**PROBLEM SET:**
**A)** Write out the passage from the post about grown children, beginning at the words "During the time" and stopping after "comforted by that.".
**B)** Write what comes next in the post about grown children, picking up after its final sentence.

**SOURCE EXTRACT:**
Friday, October 13, 2017
The Hardest Thing
While I was talking to my sister the other day we were talking about how all the nieces and nephews are grown. In some cases even their children are grown and have children. The family keeps expanding. It is a wonderful fact of life.
My nephew and his wife recently watched their only child marry. Then because her husband is in the military the newlyweds moved far away.
The parents miss them so much. My niece is wondering how they will fill their empty nest. Personally I think their dog will be happy to fill the spaces.
All my children are grown. My oldest is 50 and the youngest will be 44 in a few days. I watched them grow into people that I would have as friends even if they weren't my children.
During the time they were busy growing I enjoyed them. I never dreamed they would one day want to have homes of their own. They were just babies after all.
When a child was ill I often took them to bed with me. It made it easier to know when they needed something. I was comforted by that.
One of my son's had the flu. When it was time for us to all go to bed I told him to crawl into my bed. He looked at me and said, "Don't you think I'm a little too old for that?" I felt like I had been caught stealing cookies from the jar.

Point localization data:
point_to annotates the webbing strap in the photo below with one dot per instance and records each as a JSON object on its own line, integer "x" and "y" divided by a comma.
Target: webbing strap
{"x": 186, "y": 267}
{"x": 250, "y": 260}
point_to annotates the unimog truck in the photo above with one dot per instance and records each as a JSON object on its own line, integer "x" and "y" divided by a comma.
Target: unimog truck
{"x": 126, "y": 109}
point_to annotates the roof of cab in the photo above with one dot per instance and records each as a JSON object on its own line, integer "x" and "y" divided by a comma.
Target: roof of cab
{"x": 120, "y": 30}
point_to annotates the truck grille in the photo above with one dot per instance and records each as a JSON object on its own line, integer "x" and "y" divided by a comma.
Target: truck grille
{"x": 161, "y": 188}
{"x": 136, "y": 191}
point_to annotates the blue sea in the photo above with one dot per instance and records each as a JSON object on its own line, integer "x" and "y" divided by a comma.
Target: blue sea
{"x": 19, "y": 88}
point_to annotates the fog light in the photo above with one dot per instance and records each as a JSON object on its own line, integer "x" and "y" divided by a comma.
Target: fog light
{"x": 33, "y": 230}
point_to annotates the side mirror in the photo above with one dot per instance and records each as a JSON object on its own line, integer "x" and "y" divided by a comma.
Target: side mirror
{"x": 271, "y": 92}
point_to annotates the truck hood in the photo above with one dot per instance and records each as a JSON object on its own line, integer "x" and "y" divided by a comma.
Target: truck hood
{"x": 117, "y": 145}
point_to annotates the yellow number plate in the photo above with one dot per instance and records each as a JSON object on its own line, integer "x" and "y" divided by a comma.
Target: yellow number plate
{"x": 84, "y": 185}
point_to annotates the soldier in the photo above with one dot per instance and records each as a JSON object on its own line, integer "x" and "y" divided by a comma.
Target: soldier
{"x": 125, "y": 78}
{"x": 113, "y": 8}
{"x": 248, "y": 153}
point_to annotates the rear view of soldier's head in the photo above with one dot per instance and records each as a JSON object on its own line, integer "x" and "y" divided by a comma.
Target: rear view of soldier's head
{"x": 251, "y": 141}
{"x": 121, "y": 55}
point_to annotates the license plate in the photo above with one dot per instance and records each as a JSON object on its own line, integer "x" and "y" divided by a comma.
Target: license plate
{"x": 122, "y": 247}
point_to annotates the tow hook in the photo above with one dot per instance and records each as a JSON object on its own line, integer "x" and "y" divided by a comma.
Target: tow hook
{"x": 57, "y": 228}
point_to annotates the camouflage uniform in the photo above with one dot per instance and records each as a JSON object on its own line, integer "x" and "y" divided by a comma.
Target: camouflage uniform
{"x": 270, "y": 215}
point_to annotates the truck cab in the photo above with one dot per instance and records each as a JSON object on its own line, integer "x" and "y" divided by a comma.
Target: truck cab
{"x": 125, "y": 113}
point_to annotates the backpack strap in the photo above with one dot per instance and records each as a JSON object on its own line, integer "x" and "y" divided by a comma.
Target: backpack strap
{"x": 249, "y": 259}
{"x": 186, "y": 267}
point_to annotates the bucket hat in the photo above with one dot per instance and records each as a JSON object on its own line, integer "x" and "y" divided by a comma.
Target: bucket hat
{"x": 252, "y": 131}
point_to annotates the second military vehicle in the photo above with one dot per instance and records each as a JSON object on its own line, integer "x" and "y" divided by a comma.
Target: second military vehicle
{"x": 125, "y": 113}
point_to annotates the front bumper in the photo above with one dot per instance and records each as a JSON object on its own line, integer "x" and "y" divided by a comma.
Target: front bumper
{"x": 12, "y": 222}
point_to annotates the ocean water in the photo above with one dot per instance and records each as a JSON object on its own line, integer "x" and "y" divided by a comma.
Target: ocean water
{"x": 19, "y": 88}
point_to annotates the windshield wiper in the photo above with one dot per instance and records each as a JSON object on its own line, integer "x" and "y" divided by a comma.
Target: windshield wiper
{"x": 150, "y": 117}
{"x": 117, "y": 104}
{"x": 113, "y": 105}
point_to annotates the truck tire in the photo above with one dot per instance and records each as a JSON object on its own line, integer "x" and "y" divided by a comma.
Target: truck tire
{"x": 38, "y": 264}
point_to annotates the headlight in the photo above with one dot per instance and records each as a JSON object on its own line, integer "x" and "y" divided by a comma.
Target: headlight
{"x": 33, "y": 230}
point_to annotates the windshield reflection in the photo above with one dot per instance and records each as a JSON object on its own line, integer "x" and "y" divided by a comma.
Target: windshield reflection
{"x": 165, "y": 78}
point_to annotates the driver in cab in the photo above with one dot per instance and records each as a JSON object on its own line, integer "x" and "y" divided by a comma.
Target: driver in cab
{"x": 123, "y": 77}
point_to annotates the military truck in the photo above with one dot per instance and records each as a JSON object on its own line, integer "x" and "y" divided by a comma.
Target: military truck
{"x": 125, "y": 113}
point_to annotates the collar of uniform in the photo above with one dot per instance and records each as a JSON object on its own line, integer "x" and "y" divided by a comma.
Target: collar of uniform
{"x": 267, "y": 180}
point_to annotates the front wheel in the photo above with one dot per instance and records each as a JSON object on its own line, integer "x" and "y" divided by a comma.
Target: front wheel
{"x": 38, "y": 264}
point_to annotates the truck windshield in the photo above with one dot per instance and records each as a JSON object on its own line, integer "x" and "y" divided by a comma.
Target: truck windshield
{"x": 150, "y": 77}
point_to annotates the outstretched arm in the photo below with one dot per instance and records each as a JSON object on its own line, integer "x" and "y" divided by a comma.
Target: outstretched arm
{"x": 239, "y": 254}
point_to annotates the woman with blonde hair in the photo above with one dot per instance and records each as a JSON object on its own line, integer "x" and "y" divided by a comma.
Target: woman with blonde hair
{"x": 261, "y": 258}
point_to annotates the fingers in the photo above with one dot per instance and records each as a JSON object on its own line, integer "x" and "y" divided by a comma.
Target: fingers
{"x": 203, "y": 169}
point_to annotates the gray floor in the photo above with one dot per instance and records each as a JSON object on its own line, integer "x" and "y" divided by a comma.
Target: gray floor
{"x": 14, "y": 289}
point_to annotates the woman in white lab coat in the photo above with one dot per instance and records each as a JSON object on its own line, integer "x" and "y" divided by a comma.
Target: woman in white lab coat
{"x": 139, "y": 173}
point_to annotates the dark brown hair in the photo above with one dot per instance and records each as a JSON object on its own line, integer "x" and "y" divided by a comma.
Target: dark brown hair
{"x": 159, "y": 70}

**YOUR RESPONSES:**
**A)**
During the time they were busy growing I enjoyed them. I never dreamed they would one day want to have homes of their own. They were just babies after all.
When a child was ill I often took them to bed with me. It made it easier to know when they needed something. I was comforted by that.

**B)**
One at the grocery store with my oldest son I looked over to say something to him and screamed. He was embarrassed and yet trying to understand what was wrong with me.
I knew he was growing up. But it really disconcerting to look at your little boy and see that his eyes are at the same level as yours.
My youngest son was living with the young woman who became his wife. They had two children together. They started very young.
My son was working and had his own health insurance. He had a bad virus. He had been vomiting and his wife decided he needed to see a doctor.
The doctor refused to treat him because he would not be 18 until the following month. He needed his mother to authorize treatment.
They came to get me and we went right back to the doctor's office. By that time my son was so dehydrated that his legs would not work. We carry/dragged him inside. He was put into a wheelchair and I signed papers.
When my son's name was called his wife got up and accompanied him and the nurse who pushed his wheelchair back to see the doctor. I never had such a strange feeling before or since.
She was the right person to go with him. I knew that. It had always been my job before.
I have said for years the hardest thing about being a parent is letting go.